::: Fragment tekstu :::
Tytuł: Odp: Schodami do nieba #2
Wiadomość wysłana przez: Evening Antarii w 04 Październik 2015, 15:42:49
-Dobrze, dziękuję- odparła Eve odprowadzając Funerisa wzrokiem do wyjścia. Została sama wraz z potężnym Artefaktem, narzędziem do komunikacji z samym bogiem, który w ten sposób komunikuje się ze swoimi sługami. Nikt nie jest świadom do końca jego natury, jak opowiadał anioł, prócz samego Elorchajosa. To dawało poczucie, iż Eve jest tylko małą drobinką piasku na plaży, w śród innych ludzi, i tak mała jest wobec mocy Zartata. Trudno jest zrozumieć boską naturę i sposób jej działania.
Nadszedł jednak czas na modlitwę, tak potrzebną każdemu. Szczególnie w tym momencie jej życia, kiedy czuła się coraz silniejsza, musiała uznać swą pokorę wobec istoty najwyższej z najwyższych.
Klękła na środku sali naprzeciwko Artefaktu. Głowę spuściła ze skruchą.
:::
# Wymagane zadanie 1
Przytocz ponownie fragment opowiadania, zaczynając od słów „Tytuł: Odp: Schodami” i kończąc na słowach „sposób jej działania.”.
# Wymagane zadanie 2
Przeskaluj wiersze rekordów, zaczynając od wiersza z „For the arid” i kończąc na wierszu z „[[264, 61], [25, 61]]” (oba włącznie): przepisz je razem z poleceniami, a każdą współrzędną w odpowiedziach pomnóż przez 2,1 i zaokrąglij do liczby całkowitej, połówki w górę. Podaj wyłącznie te wiersze.
::: Wymienione rekordy :::
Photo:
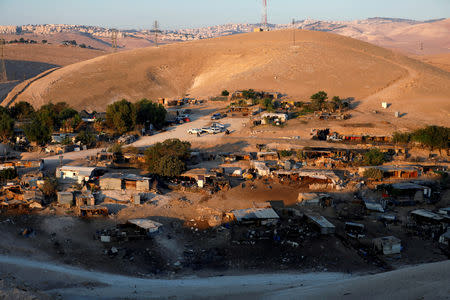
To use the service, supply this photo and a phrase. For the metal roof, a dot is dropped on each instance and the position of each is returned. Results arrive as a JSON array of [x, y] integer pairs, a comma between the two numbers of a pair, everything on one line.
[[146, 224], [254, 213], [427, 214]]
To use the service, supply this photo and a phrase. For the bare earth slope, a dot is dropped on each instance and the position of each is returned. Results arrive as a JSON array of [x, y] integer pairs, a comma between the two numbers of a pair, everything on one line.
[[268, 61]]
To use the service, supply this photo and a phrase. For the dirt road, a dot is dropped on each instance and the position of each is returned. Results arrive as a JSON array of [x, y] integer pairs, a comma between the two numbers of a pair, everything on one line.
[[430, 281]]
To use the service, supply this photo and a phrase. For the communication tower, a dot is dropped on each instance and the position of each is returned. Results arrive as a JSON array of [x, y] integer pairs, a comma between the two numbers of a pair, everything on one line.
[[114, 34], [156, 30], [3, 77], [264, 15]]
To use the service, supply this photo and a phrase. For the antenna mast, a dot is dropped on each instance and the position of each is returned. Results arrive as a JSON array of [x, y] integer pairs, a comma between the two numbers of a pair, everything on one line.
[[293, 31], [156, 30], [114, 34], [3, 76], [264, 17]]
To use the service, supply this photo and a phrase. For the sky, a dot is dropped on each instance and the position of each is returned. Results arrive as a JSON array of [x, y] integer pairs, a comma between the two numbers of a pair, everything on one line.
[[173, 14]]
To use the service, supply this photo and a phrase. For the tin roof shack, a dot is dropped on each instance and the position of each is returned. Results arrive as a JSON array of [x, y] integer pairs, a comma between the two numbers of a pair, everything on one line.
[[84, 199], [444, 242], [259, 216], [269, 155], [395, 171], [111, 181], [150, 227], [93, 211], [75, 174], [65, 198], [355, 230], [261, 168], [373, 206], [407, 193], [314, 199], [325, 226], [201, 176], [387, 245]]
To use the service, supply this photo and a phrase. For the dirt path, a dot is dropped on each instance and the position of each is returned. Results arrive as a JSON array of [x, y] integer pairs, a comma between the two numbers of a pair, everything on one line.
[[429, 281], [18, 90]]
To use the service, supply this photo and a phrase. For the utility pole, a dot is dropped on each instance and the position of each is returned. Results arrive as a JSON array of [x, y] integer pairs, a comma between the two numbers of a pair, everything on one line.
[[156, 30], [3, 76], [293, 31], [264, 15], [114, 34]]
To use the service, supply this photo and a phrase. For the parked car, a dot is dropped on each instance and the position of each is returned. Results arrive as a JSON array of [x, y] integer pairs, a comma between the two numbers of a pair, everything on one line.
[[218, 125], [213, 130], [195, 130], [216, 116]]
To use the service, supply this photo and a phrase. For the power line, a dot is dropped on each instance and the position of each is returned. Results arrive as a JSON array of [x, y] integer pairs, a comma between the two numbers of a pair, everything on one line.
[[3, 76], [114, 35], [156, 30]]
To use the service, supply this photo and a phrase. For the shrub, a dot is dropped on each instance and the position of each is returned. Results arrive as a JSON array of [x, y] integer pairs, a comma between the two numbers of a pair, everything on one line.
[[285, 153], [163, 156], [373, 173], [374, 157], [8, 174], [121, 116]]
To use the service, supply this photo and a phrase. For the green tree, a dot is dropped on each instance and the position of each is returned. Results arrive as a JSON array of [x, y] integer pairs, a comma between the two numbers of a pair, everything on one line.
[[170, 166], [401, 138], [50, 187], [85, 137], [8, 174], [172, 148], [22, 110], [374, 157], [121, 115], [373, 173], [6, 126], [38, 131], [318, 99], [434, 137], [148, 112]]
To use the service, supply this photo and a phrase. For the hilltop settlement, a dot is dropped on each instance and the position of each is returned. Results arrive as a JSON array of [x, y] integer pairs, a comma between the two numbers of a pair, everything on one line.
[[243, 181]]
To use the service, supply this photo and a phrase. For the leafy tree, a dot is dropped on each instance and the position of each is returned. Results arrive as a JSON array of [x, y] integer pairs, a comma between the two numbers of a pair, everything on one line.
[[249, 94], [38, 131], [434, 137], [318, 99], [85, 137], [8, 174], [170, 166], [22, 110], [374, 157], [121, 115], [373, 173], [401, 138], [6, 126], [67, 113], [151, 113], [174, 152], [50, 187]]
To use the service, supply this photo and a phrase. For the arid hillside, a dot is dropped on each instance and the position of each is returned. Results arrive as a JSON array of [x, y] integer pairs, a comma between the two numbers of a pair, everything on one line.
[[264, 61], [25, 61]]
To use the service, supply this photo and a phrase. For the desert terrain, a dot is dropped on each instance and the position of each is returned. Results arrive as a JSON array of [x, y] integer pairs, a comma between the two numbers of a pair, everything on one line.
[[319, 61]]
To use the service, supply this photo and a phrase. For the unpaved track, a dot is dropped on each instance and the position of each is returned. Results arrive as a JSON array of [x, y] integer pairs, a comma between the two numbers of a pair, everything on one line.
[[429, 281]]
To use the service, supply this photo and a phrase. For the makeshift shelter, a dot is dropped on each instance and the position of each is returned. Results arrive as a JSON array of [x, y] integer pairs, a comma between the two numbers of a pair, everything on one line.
:::
# Rozwiązanie 1
Tytuł: Odp: Schodami do nieba #2
Wiadomość wysłana przez: Evening Antarii w 04 Październik 2015, 15:42:49
-Dobrze, dziękuję- odparła Eve odprowadzając Funerisa wzrokiem do wyjścia. Została sama wraz z potężnym Artefaktem, narzędziem do komunikacji z samym bogiem, który w ten sposób komunikuje się ze swoimi sługami. Nikt nie jest świadom do końca jego natury, jak opowiadał anioł, prócz samego Elorchajosa. To dawało poczucie, iż Eve jest tylko małą drobinką piasku na plaży, w śród innych ludzi, i tak mała jest wobec mocy Zartata. Trudno jest zrozumieć boską naturę i sposób jej działania.

# Rozwiązanie 2
To use the service, supply this photo and a phrase. For the arid hillside, a dot is dropped on each instance and the position of each is returned. Results arrive as a JSON array of [x, y] integer pairs, a comma between the two numbers of a pair, everything on one line.
[[554, 128], [53, 128]]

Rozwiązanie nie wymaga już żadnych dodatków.